Requirements: List every line in the data below that contains the word "house".

Records to use:
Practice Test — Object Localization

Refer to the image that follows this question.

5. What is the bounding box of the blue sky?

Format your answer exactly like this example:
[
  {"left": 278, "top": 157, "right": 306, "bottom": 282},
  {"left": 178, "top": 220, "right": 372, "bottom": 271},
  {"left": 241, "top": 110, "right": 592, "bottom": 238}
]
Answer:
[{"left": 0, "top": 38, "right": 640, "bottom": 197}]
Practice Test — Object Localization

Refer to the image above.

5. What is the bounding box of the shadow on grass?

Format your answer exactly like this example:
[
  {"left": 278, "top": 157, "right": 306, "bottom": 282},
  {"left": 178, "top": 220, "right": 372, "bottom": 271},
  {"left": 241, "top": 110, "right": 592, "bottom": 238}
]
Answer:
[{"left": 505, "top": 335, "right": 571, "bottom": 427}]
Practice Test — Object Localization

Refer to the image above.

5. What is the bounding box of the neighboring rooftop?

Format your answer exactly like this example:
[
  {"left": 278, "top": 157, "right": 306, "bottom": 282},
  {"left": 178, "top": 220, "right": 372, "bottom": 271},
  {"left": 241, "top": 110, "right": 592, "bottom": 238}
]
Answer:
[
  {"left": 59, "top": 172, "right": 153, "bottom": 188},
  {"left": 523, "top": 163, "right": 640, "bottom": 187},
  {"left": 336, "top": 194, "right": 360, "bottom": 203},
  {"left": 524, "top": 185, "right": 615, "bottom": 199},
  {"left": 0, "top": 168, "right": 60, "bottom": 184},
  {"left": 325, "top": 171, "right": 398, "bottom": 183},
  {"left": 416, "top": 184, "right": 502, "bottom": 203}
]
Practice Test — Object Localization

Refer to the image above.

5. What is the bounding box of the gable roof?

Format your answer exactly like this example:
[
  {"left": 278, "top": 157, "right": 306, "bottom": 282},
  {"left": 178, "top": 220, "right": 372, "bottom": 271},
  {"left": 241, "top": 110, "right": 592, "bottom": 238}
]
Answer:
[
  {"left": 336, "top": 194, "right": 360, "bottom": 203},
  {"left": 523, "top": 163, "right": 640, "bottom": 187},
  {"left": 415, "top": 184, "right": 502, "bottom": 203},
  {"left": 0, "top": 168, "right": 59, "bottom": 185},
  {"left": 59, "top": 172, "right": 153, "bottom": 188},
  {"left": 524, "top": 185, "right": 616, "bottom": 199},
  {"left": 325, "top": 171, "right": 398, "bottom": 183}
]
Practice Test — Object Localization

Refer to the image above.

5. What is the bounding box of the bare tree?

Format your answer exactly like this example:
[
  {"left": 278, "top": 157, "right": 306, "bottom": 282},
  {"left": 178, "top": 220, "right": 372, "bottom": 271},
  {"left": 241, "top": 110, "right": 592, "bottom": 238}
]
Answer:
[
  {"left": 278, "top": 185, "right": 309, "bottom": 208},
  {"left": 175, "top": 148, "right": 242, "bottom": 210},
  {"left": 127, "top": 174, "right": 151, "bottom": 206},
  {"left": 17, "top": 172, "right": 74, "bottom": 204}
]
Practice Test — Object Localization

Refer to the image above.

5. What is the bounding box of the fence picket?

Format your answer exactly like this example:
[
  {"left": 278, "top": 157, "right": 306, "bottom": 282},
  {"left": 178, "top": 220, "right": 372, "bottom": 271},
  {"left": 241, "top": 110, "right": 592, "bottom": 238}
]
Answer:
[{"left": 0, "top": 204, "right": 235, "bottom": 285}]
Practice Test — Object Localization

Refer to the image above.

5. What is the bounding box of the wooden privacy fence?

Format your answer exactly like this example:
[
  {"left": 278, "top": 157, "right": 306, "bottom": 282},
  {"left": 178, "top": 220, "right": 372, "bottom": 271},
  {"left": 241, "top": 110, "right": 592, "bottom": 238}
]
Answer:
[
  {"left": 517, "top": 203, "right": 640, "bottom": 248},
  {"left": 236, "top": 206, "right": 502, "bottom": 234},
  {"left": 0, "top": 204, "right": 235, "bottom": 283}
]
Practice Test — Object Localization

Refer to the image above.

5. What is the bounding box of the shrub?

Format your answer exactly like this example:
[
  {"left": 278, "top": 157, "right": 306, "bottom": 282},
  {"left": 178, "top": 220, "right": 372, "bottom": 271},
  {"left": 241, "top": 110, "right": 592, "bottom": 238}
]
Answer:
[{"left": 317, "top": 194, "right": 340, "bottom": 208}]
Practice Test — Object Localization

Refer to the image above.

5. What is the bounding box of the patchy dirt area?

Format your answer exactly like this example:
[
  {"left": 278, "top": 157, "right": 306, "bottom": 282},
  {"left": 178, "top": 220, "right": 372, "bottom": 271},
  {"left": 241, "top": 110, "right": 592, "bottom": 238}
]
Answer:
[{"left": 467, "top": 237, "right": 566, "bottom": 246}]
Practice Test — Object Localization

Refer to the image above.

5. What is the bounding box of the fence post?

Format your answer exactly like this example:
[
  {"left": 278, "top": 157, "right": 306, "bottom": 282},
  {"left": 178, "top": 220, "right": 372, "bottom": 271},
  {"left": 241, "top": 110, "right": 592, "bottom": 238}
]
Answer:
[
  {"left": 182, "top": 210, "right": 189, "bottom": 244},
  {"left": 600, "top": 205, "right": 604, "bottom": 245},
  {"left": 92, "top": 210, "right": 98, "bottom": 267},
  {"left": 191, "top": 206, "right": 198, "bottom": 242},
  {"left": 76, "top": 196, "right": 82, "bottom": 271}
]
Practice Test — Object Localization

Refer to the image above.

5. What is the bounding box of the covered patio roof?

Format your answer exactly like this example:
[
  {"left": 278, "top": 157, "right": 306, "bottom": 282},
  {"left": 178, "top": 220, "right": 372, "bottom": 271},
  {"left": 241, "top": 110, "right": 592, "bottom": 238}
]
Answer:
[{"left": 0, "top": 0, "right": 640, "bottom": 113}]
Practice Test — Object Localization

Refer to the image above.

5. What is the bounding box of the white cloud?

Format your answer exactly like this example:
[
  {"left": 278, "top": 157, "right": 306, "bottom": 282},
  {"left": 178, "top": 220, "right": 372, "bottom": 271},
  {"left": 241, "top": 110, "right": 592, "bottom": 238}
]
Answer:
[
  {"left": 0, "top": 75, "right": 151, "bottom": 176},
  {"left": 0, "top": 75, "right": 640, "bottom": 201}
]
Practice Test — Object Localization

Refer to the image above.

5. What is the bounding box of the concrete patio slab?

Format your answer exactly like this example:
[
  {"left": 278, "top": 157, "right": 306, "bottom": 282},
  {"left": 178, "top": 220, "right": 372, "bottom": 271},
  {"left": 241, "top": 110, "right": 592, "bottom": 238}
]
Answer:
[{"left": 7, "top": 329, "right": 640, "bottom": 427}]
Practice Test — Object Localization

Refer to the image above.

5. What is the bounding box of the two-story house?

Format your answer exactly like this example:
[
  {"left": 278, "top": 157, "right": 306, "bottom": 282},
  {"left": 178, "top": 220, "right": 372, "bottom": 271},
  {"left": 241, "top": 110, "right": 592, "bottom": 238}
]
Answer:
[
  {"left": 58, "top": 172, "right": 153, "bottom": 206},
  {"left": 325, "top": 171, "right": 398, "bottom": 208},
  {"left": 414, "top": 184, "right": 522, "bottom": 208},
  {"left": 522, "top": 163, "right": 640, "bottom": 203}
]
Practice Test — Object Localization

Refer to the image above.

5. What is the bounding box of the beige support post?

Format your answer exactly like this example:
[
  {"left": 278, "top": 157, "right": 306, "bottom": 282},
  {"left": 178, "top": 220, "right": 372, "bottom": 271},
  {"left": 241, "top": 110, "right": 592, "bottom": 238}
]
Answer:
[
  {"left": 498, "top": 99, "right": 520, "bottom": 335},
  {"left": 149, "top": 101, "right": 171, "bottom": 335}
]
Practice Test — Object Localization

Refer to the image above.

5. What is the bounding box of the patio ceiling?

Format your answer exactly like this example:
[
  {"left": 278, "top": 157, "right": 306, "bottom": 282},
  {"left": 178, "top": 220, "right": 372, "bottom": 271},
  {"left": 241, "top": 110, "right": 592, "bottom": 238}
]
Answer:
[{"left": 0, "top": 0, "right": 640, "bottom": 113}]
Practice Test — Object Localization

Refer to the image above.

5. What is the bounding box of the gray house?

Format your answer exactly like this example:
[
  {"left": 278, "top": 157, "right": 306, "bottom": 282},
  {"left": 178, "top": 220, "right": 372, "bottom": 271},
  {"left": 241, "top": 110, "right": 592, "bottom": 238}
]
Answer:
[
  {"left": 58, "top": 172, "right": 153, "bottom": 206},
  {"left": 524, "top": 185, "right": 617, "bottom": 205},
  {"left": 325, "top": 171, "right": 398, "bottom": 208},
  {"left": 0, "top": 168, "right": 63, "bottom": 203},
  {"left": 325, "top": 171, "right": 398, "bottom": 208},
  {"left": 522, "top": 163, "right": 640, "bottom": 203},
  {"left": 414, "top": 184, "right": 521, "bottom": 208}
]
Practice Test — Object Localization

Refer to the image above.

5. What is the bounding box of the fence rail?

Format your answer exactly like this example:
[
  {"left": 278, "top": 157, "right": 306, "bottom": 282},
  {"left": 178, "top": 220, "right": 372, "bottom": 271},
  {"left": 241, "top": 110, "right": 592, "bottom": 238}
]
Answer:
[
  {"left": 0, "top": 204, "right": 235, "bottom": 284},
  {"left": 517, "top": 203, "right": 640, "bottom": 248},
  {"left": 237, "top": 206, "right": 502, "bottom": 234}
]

Answer to the problem:
5. What is the bounding box of the two-story house?
5. What is the bounding box of the gray house?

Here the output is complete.